Each record below must be returned exactly as shown.

(Stored items)
--

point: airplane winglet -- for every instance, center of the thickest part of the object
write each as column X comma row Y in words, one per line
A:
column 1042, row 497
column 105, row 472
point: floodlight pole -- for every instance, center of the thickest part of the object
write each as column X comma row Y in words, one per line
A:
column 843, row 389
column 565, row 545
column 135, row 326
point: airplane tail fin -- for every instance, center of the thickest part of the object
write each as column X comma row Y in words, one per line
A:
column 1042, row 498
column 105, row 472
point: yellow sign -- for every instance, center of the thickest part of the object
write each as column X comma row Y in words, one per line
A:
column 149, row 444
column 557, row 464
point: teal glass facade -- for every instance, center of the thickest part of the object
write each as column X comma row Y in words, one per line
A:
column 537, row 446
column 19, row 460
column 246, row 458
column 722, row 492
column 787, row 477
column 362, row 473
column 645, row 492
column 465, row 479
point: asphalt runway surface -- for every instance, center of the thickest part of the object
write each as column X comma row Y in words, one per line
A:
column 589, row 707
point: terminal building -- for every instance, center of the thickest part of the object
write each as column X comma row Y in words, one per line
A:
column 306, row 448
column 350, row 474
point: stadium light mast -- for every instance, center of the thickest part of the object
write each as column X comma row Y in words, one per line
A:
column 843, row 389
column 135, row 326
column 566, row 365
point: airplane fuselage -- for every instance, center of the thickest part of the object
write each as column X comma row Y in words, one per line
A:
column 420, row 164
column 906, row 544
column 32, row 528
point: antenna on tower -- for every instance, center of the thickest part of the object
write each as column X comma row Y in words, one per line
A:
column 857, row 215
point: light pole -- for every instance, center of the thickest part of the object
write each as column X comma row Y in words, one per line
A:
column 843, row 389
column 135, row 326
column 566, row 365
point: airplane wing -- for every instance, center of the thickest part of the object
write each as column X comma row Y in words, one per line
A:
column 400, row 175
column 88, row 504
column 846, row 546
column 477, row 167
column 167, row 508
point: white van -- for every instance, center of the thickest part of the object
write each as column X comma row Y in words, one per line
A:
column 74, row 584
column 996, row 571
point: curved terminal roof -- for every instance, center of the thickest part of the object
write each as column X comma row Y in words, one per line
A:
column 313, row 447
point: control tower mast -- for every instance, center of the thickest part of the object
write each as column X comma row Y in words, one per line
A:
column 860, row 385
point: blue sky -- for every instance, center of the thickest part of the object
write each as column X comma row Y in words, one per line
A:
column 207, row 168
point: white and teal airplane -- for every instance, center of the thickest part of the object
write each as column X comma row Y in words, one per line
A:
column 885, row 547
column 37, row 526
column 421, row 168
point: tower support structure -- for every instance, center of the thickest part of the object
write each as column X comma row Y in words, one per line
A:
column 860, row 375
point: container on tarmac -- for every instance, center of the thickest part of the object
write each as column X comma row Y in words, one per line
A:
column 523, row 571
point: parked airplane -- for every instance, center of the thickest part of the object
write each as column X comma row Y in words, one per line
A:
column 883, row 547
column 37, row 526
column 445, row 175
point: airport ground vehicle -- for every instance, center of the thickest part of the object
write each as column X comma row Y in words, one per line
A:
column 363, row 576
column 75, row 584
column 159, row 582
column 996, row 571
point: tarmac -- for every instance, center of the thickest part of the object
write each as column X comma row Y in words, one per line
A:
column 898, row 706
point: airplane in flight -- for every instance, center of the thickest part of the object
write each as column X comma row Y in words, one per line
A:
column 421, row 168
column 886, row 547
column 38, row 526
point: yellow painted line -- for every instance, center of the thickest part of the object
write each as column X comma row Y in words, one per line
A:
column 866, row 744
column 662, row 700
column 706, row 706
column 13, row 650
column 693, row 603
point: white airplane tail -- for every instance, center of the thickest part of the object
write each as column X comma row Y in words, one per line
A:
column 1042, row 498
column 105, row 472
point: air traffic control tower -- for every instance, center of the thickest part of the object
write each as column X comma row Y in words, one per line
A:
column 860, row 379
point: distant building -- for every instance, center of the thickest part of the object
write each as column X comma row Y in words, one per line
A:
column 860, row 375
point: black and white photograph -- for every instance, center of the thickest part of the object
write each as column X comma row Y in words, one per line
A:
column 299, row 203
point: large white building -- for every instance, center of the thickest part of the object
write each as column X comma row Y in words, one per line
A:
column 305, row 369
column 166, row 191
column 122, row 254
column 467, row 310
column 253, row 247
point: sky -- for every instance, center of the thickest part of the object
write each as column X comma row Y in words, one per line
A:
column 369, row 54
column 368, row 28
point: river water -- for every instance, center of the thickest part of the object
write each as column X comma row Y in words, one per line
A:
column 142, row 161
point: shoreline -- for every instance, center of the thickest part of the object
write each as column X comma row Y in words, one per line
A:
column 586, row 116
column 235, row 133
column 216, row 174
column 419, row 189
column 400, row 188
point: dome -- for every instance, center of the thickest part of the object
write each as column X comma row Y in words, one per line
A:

--

Right answer:
point: airplane winglet -- for every instance, center of the thickest part of the object
write each as column X comma row Y in words, one per line
A:
column 1042, row 497
column 105, row 472
point: floodlight pole -- for every instance, center of the thickest part of the object
write each as column X comma row Y in words, one per line
A:
column 843, row 389
column 565, row 545
column 135, row 326
point: airplane tail fin -- for every instance, center of the thickest part of the object
write each as column X comma row Y in words, one per line
A:
column 1042, row 498
column 105, row 472
point: yellow sign -- for every instance, center of the thickest part of the object
write each as column X comma row Y in words, one per line
A:
column 149, row 444
column 557, row 464
point: teal glass facade -- for every instance, center of the thickest part of the object
write each as column X comma row Y in words, one per line
A:
column 537, row 446
column 19, row 460
column 246, row 458
column 722, row 492
column 787, row 477
column 362, row 473
column 645, row 492
column 465, row 479
point: asphalt runway surface -- for every instance, center of the thickest part of the object
write each as column X comma row Y in words, one per line
A:
column 589, row 707
point: terminal building -- for every instance, center of the thickest part of the object
write each as column X comma row Y in words, one per line
A:
column 306, row 448
column 350, row 474
point: stadium light mast -- for every instance, center of the thickest part of the object
write each as column X comma row Y in words, one per line
A:
column 843, row 389
column 135, row 326
column 566, row 365
point: airplane fuselage -- for every instance, center of the thickest part of the object
write each as column X comma row Y in words, one per line
A:
column 420, row 164
column 906, row 544
column 32, row 528
point: antenna on tower -- for every instance, center of the thickest part of the object
write each as column X comma row Y in words, one per line
A:
column 857, row 215
point: light pole -- for every instance, center of the thickest part of the object
write each as column X comma row Y in words, one per line
A:
column 843, row 389
column 135, row 326
column 566, row 365
point: airplane wing -- for every instance, center of the thickest part of the object
write each as column X comma row Y in words, one per line
A:
column 400, row 175
column 88, row 504
column 846, row 546
column 477, row 167
column 167, row 508
point: white van -- for every instance, center of the thickest part of the object
write each as column X comma row Y in words, one per line
A:
column 74, row 584
column 996, row 571
point: curved terminal roof -- for every instance, center of the thickest part of the object
write each as column X comma row Y in words, one per line
A:
column 313, row 447
point: control tower mast -- for every instance, center of the thickest part of the object
write each as column X comma row Y in words, one per line
A:
column 860, row 385
point: blue sky -- for every instance, center of the thickest part of the object
write each as column X comma row Y in words, one per line
A:
column 207, row 168
point: white and teal airplane -- for every instance, center of the thickest part of the object
write each as column X comma row Y in words, one per line
A:
column 885, row 547
column 37, row 526
column 421, row 168
point: tower support structure -- for every instance, center of the thickest part of the object
write each as column X comma row Y in words, one per line
A:
column 860, row 375
point: container on tarmac -- for every instance, center of the thickest part of the object
write each as column X comma row Y in words, one per line
A:
column 523, row 571
point: parked airplane -- for every instance, center of the thickest part of the object
write each as column X comma row Y in words, one per line
A:
column 883, row 547
column 37, row 526
column 445, row 175
point: airport ground vehicle -- for every instance, center of the thickest part of the object
write each as column X comma row Y in words, one per line
A:
column 363, row 576
column 75, row 584
column 159, row 582
column 996, row 571
point: tarmac -- for every instance, center of the thickest part of the object
write each as column X comma row Y in words, one per line
A:
column 898, row 706
point: airplane in flight -- for every instance, center of the thickest part of the object
write each as column X comma row Y in words, one per line
A:
column 421, row 168
column 886, row 547
column 38, row 526
point: yellow painted line -- for every instance, center of the thickest part of the object
write each as column X comma row Y in words, one per line
A:
column 866, row 744
column 662, row 700
column 706, row 706
column 13, row 650
column 693, row 603
point: white airplane tail -- for every instance, center of the thickest part of the object
write each as column X comma row Y in words, one per line
A:
column 1042, row 498
column 105, row 472
point: air traffic control tower -- for every instance, center of the thickest part of the object
write each as column X comma row Y in words, one per line
A:
column 860, row 379
point: distant building -- for every instance, center of the thickest part of the object
write each as column X comma row Y in words, one per line
A:
column 860, row 375
point: black and white photograph -- for every instance, center of the thickest part of the object
write each as column X comma row Y in words, one per line
A:
column 299, row 203
point: large white building -- for every instance, center of the thickest part of the object
write each as column X comma row Y in words, one per line
A:
column 305, row 369
column 166, row 191
column 122, row 254
column 467, row 310
column 253, row 247
point: sky -- for every instance, center of the thickest part of the object
write each as column X comma row Y in words, one per line
A:
column 369, row 54
column 368, row 28
point: river water -- for every instance, center of the thickest part of the object
write each as column X comma row Y in words, one per line
A:
column 142, row 161
point: shoreline -- for every instance, center of the thickest part of the object
write each as column X comma row Y in words, one per line
A:
column 586, row 116
column 235, row 133
column 216, row 174
column 419, row 189
column 400, row 188
point: dome -- for every instance, center of the thickest part of the object
write each as column X comma row Y in words, one per line
A:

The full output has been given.